--- GIVEN DATA ---

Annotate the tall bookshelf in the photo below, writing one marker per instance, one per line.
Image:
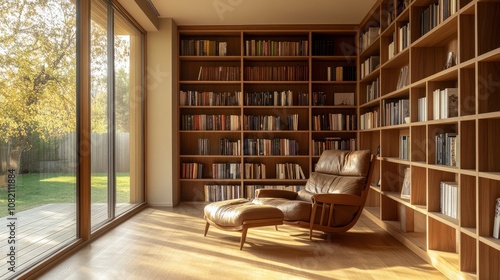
(294, 90)
(462, 247)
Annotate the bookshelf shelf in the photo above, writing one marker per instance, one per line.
(461, 246)
(278, 73)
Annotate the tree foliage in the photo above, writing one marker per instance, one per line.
(38, 73)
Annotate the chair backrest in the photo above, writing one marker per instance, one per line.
(340, 172)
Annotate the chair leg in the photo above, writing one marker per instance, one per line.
(243, 237)
(207, 225)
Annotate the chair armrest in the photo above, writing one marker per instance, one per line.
(275, 193)
(334, 198)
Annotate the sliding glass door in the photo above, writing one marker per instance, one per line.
(117, 113)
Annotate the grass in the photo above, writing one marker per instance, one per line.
(34, 190)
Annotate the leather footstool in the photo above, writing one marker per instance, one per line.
(240, 215)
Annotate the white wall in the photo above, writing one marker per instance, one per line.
(161, 115)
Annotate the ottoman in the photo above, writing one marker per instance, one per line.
(239, 215)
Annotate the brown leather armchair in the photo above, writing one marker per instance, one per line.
(334, 195)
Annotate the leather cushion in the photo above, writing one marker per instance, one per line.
(293, 210)
(344, 163)
(326, 183)
(233, 212)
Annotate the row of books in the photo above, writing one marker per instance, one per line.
(448, 202)
(395, 112)
(222, 192)
(341, 73)
(276, 48)
(335, 122)
(210, 122)
(404, 37)
(226, 147)
(219, 73)
(260, 122)
(404, 77)
(404, 147)
(209, 98)
(332, 143)
(276, 98)
(191, 170)
(369, 65)
(368, 37)
(203, 48)
(250, 189)
(369, 120)
(436, 13)
(445, 103)
(277, 73)
(270, 147)
(373, 90)
(447, 149)
(422, 109)
(289, 171)
(255, 171)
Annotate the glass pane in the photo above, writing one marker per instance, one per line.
(99, 113)
(128, 114)
(37, 131)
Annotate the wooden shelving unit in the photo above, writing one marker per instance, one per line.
(461, 247)
(306, 64)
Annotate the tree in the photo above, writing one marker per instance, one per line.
(38, 73)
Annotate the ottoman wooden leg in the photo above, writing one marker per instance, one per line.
(243, 237)
(206, 228)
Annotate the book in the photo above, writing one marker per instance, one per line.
(496, 221)
(406, 187)
(343, 98)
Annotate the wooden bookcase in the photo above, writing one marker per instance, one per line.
(462, 246)
(304, 72)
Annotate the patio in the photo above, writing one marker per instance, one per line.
(43, 229)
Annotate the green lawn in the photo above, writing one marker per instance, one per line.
(33, 190)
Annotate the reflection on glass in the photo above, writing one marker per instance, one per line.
(37, 131)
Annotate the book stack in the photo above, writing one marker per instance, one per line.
(422, 109)
(221, 192)
(255, 171)
(394, 111)
(276, 48)
(368, 37)
(370, 120)
(195, 98)
(447, 149)
(449, 199)
(369, 65)
(404, 77)
(445, 103)
(227, 170)
(228, 147)
(404, 37)
(332, 143)
(373, 90)
(203, 48)
(191, 170)
(270, 147)
(289, 171)
(404, 147)
(496, 220)
(335, 122)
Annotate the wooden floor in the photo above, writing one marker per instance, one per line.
(42, 230)
(168, 243)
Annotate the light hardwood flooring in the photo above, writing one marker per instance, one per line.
(168, 243)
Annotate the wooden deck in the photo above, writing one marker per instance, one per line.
(43, 230)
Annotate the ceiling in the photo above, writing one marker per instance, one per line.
(266, 12)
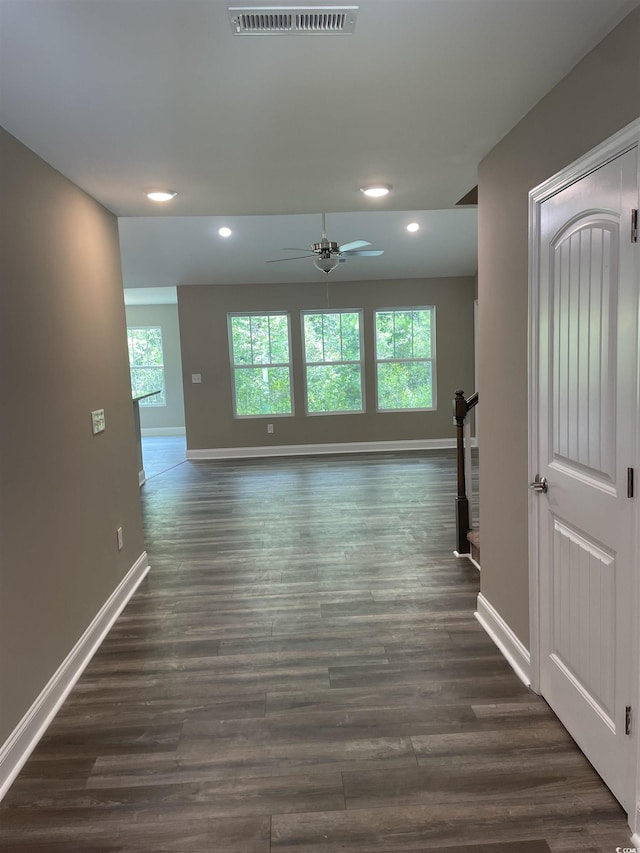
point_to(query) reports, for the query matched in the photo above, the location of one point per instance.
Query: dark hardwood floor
(301, 671)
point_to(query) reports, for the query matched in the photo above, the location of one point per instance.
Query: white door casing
(583, 438)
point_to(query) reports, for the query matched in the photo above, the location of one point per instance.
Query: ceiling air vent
(292, 20)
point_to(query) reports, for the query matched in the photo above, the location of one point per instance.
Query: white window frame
(254, 366)
(150, 402)
(432, 360)
(308, 364)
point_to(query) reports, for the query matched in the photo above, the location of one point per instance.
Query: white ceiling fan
(327, 254)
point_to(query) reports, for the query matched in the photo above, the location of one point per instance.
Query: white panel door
(587, 423)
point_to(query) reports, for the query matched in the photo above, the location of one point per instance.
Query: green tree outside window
(333, 362)
(405, 359)
(146, 363)
(261, 364)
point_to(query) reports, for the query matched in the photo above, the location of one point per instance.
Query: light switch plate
(97, 421)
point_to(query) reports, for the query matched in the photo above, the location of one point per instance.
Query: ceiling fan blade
(356, 244)
(280, 260)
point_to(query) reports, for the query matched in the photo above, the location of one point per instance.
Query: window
(405, 359)
(146, 363)
(333, 361)
(261, 364)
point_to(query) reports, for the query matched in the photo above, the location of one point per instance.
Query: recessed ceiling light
(376, 190)
(161, 195)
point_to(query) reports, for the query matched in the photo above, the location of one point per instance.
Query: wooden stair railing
(461, 408)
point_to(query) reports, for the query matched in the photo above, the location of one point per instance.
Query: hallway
(301, 671)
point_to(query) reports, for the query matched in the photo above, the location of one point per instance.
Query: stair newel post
(462, 502)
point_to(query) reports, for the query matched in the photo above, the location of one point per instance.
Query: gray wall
(599, 97)
(63, 492)
(205, 349)
(169, 418)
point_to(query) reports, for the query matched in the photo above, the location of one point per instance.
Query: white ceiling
(265, 133)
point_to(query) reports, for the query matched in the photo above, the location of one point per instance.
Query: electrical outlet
(97, 421)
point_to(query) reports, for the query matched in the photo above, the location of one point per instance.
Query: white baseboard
(467, 557)
(514, 651)
(148, 432)
(24, 738)
(321, 449)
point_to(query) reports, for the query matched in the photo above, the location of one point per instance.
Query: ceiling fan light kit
(327, 254)
(326, 264)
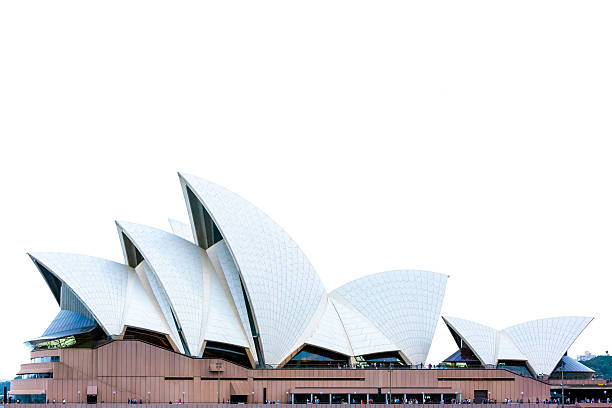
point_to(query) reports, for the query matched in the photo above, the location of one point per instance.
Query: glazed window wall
(46, 359)
(29, 399)
(32, 376)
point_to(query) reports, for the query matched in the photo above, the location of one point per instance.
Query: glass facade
(46, 359)
(29, 399)
(34, 375)
(313, 357)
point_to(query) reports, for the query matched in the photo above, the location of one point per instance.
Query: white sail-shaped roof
(330, 333)
(541, 343)
(545, 341)
(105, 299)
(282, 287)
(507, 350)
(224, 265)
(178, 265)
(364, 337)
(222, 321)
(141, 311)
(181, 229)
(155, 291)
(481, 339)
(405, 306)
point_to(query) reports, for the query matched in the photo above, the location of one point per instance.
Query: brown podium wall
(132, 369)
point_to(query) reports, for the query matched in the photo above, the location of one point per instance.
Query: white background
(468, 138)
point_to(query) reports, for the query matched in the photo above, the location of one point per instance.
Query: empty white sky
(468, 138)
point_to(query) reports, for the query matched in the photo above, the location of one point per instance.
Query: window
(33, 376)
(46, 359)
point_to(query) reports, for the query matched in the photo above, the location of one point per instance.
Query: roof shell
(177, 264)
(282, 286)
(404, 306)
(481, 339)
(545, 341)
(541, 343)
(106, 299)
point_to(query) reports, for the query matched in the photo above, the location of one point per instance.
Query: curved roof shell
(545, 341)
(105, 300)
(184, 281)
(405, 306)
(481, 339)
(281, 285)
(234, 276)
(541, 343)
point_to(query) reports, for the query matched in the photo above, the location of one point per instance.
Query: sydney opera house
(228, 308)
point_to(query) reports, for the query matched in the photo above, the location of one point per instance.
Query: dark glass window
(147, 336)
(229, 352)
(46, 359)
(33, 375)
(380, 360)
(311, 356)
(29, 399)
(518, 367)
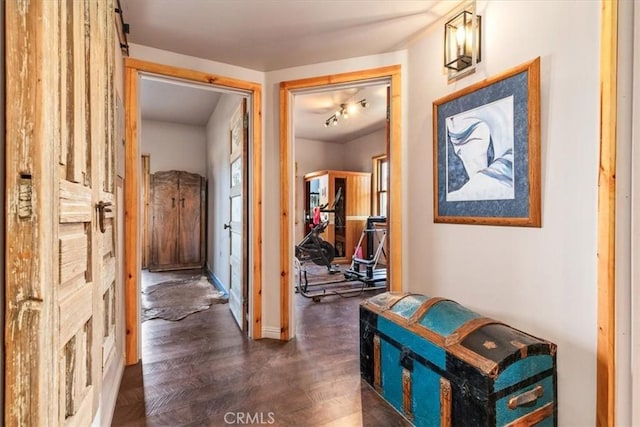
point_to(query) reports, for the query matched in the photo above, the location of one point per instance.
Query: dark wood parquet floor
(202, 371)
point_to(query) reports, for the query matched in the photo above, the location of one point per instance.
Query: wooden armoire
(177, 222)
(351, 211)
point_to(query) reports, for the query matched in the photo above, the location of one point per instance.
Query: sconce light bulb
(460, 35)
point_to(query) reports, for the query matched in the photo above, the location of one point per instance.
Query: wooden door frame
(133, 69)
(606, 227)
(392, 74)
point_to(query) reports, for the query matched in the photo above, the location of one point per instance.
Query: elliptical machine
(312, 247)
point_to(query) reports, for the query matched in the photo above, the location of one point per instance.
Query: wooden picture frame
(486, 151)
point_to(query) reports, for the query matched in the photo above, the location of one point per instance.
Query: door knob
(102, 208)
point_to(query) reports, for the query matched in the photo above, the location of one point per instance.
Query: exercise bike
(312, 247)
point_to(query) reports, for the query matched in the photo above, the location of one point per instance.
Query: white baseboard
(216, 282)
(271, 332)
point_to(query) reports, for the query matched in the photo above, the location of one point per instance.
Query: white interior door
(237, 215)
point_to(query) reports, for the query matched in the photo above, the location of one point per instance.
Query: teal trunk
(441, 364)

---

### ASSIGNMENT
Set down the line holding "Query: wooden picture frame" and all later lines through the last one in the material above, exactly, and no other lines.

### RESULT OF THIS EXERCISE
Query: wooden picture frame
(486, 151)
point_to(query) reports, for the query matched in the photo above, the location of one point per instance.
Query: door knob
(102, 208)
point_to(query) reports, for the query matched in the photo above, the location of one point per instance.
Query: exercise bike
(312, 247)
point_to(query) reports, for the query matched in the photo above, the location of one point per instance.
Query: white baseboard
(216, 282)
(271, 332)
point_to(query) reports, for the query matched in the photo above, the location of one point per instance.
Query: white interior door
(237, 215)
point_to(query) reports, for the query matched in the photo above, the location of one point per instance.
Query: teal trunk
(441, 364)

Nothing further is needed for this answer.